> _ACTIVITY_
Repeat, word for word, every line from the line holding "Can you find the coat sleeve" through the final line of the entries below. Skip all pictures.

Top of INFORMATION GIVEN

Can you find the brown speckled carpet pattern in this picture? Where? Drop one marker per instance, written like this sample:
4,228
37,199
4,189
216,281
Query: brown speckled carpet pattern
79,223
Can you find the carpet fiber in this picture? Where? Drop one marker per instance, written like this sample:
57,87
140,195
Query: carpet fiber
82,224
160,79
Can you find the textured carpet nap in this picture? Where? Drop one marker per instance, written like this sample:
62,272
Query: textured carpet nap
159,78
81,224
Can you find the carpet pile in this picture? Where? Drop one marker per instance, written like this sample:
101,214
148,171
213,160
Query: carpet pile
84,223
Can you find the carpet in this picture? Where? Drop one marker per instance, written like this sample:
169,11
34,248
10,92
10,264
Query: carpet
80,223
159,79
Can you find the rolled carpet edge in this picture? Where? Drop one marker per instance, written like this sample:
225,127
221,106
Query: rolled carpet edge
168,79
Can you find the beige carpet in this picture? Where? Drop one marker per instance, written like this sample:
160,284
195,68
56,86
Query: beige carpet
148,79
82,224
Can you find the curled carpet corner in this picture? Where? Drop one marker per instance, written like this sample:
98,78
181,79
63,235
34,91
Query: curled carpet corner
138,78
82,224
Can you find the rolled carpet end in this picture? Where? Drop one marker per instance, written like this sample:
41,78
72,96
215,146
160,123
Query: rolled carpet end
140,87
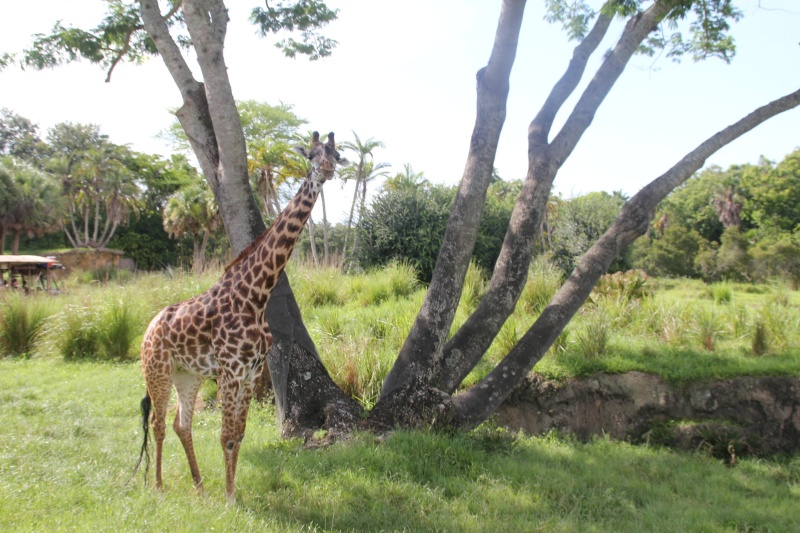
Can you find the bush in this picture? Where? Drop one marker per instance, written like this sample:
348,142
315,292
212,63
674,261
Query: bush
673,254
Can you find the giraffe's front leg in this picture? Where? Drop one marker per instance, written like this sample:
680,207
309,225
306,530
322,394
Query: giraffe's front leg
187,386
236,396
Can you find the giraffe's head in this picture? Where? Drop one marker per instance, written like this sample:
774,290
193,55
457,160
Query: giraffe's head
323,157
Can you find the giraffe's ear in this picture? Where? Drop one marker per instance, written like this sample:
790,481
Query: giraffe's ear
302,150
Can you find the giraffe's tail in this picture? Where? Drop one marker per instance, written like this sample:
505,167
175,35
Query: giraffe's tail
146,404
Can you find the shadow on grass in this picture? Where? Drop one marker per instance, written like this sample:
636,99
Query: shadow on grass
425,481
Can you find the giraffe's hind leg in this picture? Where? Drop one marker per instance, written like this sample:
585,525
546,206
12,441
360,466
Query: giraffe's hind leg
236,396
187,386
159,390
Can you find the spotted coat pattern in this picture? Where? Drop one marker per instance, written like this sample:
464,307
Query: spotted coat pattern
223,333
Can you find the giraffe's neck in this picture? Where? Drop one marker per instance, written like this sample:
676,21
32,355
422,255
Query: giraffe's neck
261,265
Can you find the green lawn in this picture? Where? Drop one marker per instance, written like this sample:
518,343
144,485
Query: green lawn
71,435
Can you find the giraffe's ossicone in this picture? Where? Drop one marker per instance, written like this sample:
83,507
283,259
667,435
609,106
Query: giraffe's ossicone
223,333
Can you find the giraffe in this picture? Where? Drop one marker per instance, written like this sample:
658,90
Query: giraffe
222,333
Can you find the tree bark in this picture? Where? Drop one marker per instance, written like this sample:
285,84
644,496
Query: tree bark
422,348
476,404
211,122
472,340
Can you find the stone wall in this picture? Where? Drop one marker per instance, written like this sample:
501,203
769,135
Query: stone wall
759,415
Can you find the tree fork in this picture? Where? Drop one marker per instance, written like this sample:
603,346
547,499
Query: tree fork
467,347
476,404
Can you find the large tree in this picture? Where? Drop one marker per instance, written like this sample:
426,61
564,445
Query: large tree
430,367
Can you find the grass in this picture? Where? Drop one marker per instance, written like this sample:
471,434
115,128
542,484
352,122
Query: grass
676,329
74,436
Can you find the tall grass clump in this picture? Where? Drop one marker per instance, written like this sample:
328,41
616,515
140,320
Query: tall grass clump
99,330
22,319
106,274
474,287
707,327
628,286
544,280
121,327
760,341
76,333
592,339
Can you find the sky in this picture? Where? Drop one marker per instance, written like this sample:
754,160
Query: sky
404,73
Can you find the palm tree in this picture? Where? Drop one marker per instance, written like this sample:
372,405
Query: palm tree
33,203
100,191
407,180
357,172
193,211
9,198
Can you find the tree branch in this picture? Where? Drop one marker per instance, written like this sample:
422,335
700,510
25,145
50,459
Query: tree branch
539,128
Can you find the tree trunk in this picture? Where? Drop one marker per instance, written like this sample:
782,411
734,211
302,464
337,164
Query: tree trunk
352,211
476,404
313,242
422,349
325,249
211,122
15,241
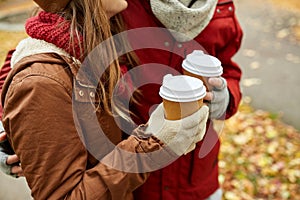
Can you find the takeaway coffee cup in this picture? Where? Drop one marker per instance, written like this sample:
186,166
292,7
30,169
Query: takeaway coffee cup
202,66
182,96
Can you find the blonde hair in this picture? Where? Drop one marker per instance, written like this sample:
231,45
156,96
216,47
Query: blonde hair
89,20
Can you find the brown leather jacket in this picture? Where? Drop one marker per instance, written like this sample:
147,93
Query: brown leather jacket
41,127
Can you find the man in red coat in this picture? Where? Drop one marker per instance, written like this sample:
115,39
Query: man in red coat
211,26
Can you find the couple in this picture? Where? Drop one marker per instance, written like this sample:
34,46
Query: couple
52,138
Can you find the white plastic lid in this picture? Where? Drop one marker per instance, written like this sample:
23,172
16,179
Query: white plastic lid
182,88
202,64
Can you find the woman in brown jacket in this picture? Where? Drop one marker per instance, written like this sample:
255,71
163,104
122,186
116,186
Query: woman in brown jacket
50,104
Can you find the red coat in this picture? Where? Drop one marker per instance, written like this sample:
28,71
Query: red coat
189,177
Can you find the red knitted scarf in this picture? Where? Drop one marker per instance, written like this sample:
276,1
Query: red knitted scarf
54,29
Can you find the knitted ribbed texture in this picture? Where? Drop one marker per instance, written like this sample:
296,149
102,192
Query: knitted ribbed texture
54,29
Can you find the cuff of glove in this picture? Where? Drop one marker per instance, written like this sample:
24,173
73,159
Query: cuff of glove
178,135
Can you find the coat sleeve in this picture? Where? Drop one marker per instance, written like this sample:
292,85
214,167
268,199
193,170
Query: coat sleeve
232,72
3,74
38,119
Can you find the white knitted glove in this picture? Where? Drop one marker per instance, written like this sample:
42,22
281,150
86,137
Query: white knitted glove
181,135
219,103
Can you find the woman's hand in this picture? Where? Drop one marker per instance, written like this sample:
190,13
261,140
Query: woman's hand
218,98
181,135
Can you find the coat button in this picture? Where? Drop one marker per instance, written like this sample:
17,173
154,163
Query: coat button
92,94
81,93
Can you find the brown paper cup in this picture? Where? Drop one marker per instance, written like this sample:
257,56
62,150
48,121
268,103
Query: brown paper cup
179,110
202,78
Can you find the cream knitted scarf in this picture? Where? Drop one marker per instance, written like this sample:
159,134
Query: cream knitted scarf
184,23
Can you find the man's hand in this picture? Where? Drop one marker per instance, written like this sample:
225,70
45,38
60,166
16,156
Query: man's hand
218,98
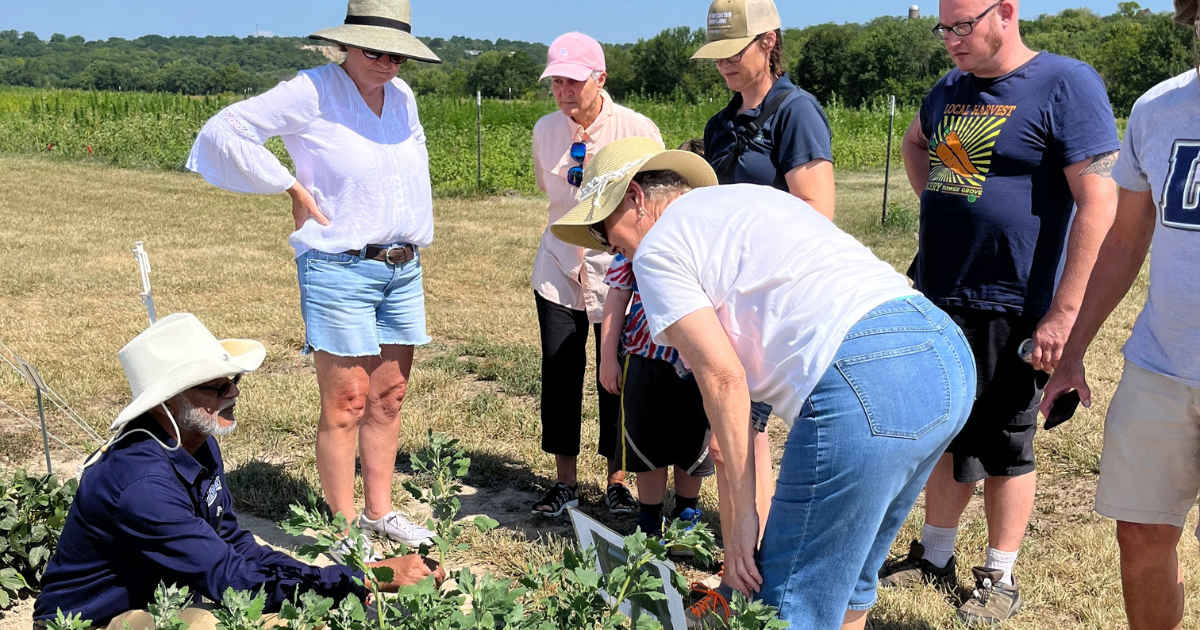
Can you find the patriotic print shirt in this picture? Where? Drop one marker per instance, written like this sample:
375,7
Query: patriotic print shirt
636,336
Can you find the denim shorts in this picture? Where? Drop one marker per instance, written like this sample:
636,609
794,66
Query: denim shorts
352,306
900,388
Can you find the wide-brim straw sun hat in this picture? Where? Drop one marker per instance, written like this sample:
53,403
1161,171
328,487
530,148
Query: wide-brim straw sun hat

Bottom of INFORMATION GIVEN

> _OUTPUT BELOW_
Can you find the coat sleeve in this picture? Where? Drop one marker per instance, written like this sample:
292,85
214,167
268,199
193,170
Query: coat sleeve
232,72
3,74
38,119
Can you find the white knitted glove in this picture? Where? Drop one marker per instance, written like this sample:
42,22
281,150
86,137
Query: white knitted glove
181,135
219,103
Can you find the woman's hand in this picture? Where? Drop one marker per instance, written like this sample:
190,13
261,140
Query: woman's hand
218,98
181,135
Can you find the coat button in this picture? Where? Drop one marker per instance, written like this sample:
17,173
154,163
Query: coat button
92,94
81,93
Can you find the brown paper cup in this picture? Where? Drop one marker per instance, written like this sample:
257,56
62,150
48,121
268,103
Query: brown paper cup
179,110
202,78
Can you find the cream knitted scarf in this picture? Where? Drop one marker per instance, written like this sample:
159,134
Query: cream knitted scarf
184,23
Can you find the man's hand in this picture? Where? Drop one marker per instance, written like this sample:
225,70
45,38
60,166
16,156
Query: man's hand
218,98
Can you find the patriotic print shirt in this picture? Where? Drop one marker per instance, written like this sample:
375,7
Query: patriotic print shirt
636,336
Can you find the denim shorts in this picture? Where? Drop one marker per instance, written like this sample:
636,609
794,66
Query: denim shorts
352,306
900,388
Can you find the wide-brim straw sun hat in this picture? Where? Drop one marker per instance, written like this sample:
53,403
1161,171
328,487
530,148
Query: wide-brim straw sun hat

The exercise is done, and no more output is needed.